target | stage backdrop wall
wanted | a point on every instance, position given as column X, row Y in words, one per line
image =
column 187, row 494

+ + + + + + +

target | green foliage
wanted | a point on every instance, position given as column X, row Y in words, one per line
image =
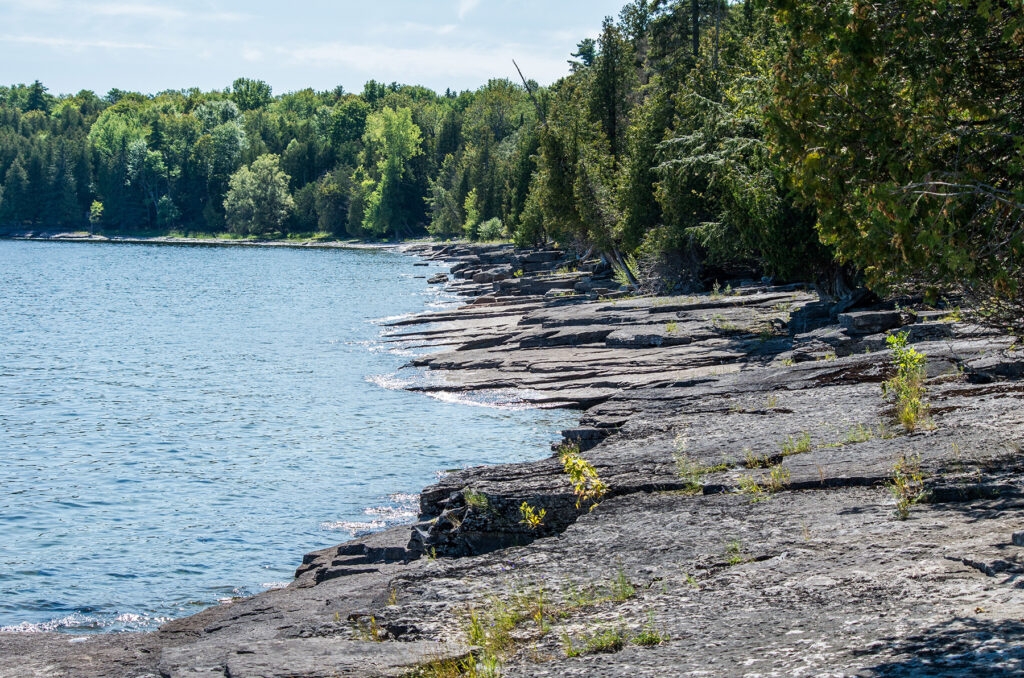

+ + + + + + +

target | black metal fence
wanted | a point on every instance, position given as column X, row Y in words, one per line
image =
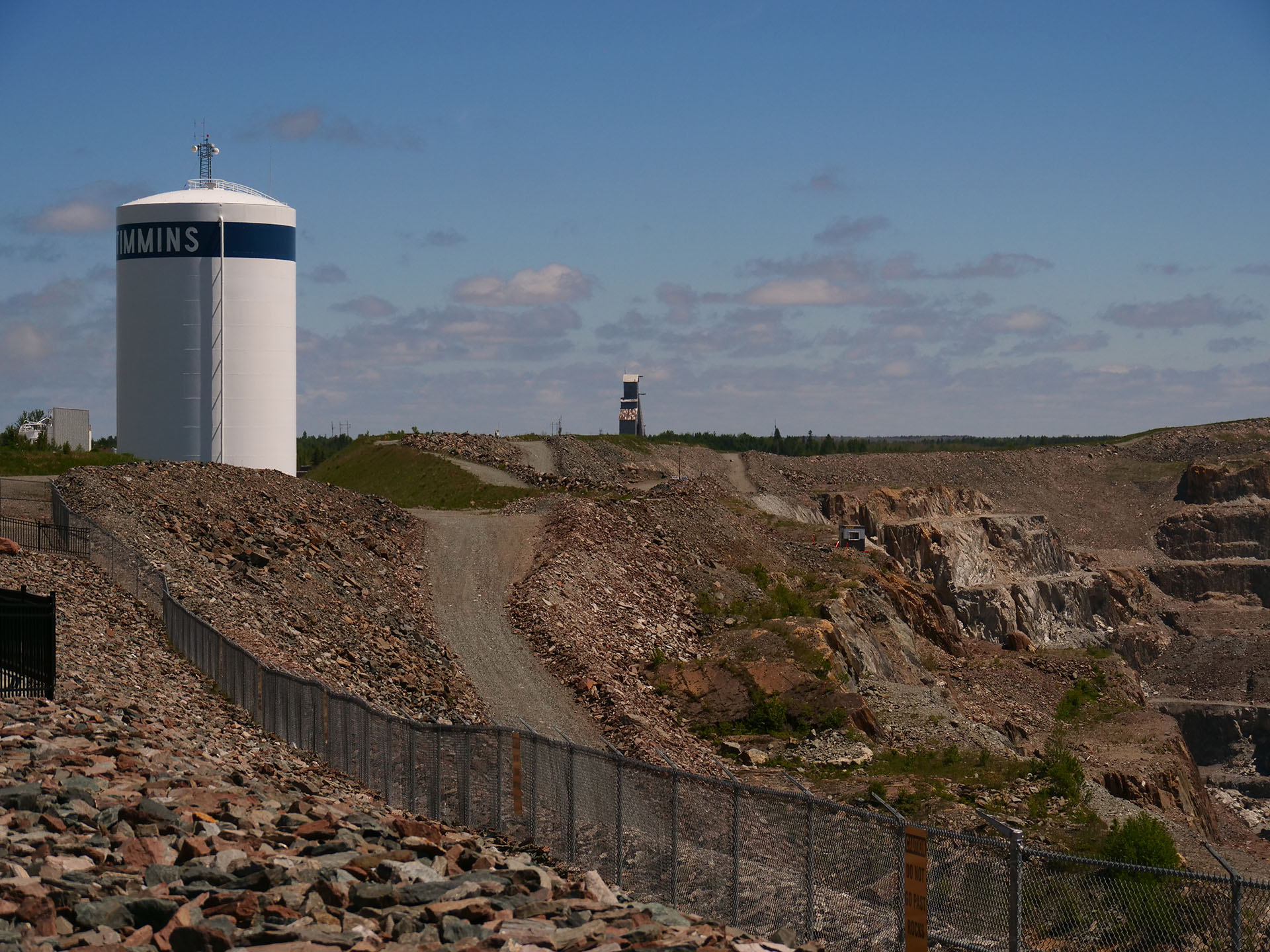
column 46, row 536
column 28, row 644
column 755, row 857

+ + + + + + +

== SHORT PROBLEM ==
Reproduce verbatim every line of the material from the line containing "target | black metal fence" through the line containing "column 755, row 857", both ends included. Leave the pictures out.

== SOLUTION TO THE EXERCISE ==
target | black metal fence
wanted | a point on every instance, position given as column X, row Y in words, one per line
image =
column 46, row 536
column 28, row 644
column 755, row 857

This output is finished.